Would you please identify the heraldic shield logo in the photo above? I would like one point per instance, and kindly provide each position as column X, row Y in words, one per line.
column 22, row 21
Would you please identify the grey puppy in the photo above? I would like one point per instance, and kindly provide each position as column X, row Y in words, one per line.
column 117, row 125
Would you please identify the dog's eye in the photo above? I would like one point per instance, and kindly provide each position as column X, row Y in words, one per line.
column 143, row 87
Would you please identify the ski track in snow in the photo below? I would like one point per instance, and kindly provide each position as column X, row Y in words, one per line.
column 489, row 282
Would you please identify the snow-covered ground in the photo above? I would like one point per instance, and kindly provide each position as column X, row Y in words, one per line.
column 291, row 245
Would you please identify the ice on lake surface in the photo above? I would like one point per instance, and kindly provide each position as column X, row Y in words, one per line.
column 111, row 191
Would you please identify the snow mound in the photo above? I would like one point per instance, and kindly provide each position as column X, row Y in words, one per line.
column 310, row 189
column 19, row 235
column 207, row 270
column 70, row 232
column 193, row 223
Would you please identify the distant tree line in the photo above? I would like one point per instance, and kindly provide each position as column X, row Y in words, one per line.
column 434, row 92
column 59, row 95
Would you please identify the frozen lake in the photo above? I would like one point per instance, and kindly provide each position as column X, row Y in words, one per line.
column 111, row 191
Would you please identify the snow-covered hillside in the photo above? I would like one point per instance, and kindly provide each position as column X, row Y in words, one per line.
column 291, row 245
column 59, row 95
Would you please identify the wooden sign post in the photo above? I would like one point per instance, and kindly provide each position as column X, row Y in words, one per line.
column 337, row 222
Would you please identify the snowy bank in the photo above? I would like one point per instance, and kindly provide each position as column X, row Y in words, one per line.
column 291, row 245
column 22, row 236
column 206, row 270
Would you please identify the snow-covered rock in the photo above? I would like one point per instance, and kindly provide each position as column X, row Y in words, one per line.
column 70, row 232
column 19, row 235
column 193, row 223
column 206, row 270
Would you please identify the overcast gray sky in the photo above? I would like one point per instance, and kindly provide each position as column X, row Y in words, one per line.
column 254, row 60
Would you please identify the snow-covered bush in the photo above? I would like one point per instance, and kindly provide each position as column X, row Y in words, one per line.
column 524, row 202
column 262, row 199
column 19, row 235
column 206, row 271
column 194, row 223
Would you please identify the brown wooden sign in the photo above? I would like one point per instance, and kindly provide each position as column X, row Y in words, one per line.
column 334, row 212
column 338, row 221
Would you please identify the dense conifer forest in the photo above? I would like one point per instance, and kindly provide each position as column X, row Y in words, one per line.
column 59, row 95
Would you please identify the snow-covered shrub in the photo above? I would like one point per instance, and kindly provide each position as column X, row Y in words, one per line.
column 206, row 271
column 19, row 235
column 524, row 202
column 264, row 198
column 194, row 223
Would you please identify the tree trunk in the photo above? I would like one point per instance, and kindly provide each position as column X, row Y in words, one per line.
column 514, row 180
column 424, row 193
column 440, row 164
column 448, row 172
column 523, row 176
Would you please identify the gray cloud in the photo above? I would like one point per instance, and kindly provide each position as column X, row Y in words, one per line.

Problem requirements
Copy each entry exactly, leaving every line as it is.

Result
Would you please identify the heraldic shield logo in the photo above? I would like one point per instance, and kindly provide each position as column X, row Y in words, one per line.
column 22, row 21
Would you please identify the grey puppy in the photo above? I would like one point per instance, and kindly provide each position as column X, row Y in words, one per line.
column 117, row 125
Would you please identify the dog's eye in the photo above? I would like one point per instance, and kindly provide each position as column X, row Y in words, one per line.
column 143, row 87
Would you please identify the ski track in snow in the photo below? I would like one point per instance, and kindly provide each position as column X, row Y in words, one per line.
column 489, row 282
Would you please identify the snow-covered ground in the photo above? I would like one point per instance, and kindly provide each position as column X, row Y in words, one per line.
column 291, row 245
Would you please identify the ice on lake surface in the photo above? I would like one point per instance, and kindly provide each position as column X, row Y in words, one per line.
column 111, row 191
Would you please identify the snow mound in the photo above? I would like one point per instance, and kindly provide each position as column X, row Y in words, one per line.
column 310, row 189
column 19, row 235
column 207, row 270
column 70, row 232
column 193, row 223
Would you please identify the distant tree line in the photo above? I would like one point per instance, and kindly provide each position as column X, row Y in words, one per line.
column 434, row 92
column 59, row 95
Would you please identify the frozen lake in the photo above? I would like one point per instance, and kindly provide each position as column X, row Y in words, one per line.
column 111, row 191
Would you please identify the snow-covered hillside in the photo above? I would like one point per instance, and kindly provide each position as column X, row Y in words, one per line.
column 291, row 245
column 59, row 95
Would you please identify the wooden sign post in the photo above? I would like one point per instance, and kindly provide each position as column X, row Y in words, one per line.
column 337, row 222
Would you please identify the snowy bank in the photo above? I would like one point per instance, and kindly provide each position as column X, row Y in words, one per line.
column 291, row 245
column 22, row 236
column 206, row 270
Would you please identify the snow-covered rock in the photo above? I would like one point per instance, and kindly provide each position as column X, row Y in words, one per line.
column 70, row 232
column 19, row 235
column 193, row 223
column 206, row 270
Would you please identify the overcast gray sky in the photo above? I would like one point per instance, and kindly provide each position as column X, row Y in words, one per line.
column 254, row 60
Would you please identify the snow-covered bush in the photo above? I would like one point per instance, and kindly provide each position as column X, row Y in words, one per line.
column 524, row 202
column 262, row 199
column 19, row 235
column 206, row 271
column 194, row 223
Would you please identify the brown wooden sign in the photo above? I would like one point per instance, and kindly provide each position as column X, row Y in words, one per line.
column 334, row 212
column 338, row 221
Would you please identify the dense conifer forest in the photo above? I would like one point per instance, and kindly provide each position as column X, row Y in words, one per line.
column 59, row 95
Would you please identify the snow-covered shrub in the photo above? I would like one point per instance, and kindly provide each position as column X, row Y in words, one per line.
column 206, row 271
column 19, row 235
column 524, row 202
column 264, row 198
column 194, row 223
Would you please identify the tree trunk in the photo above? I would like one point per instance, and kindly provide each position as column X, row Y in words, one per line.
column 514, row 180
column 424, row 193
column 440, row 164
column 448, row 172
column 523, row 176
Would you please identify the gray cloud in the photo above? I would like one point per instance, and kindly provide each position as column X, row Y in words, one per line.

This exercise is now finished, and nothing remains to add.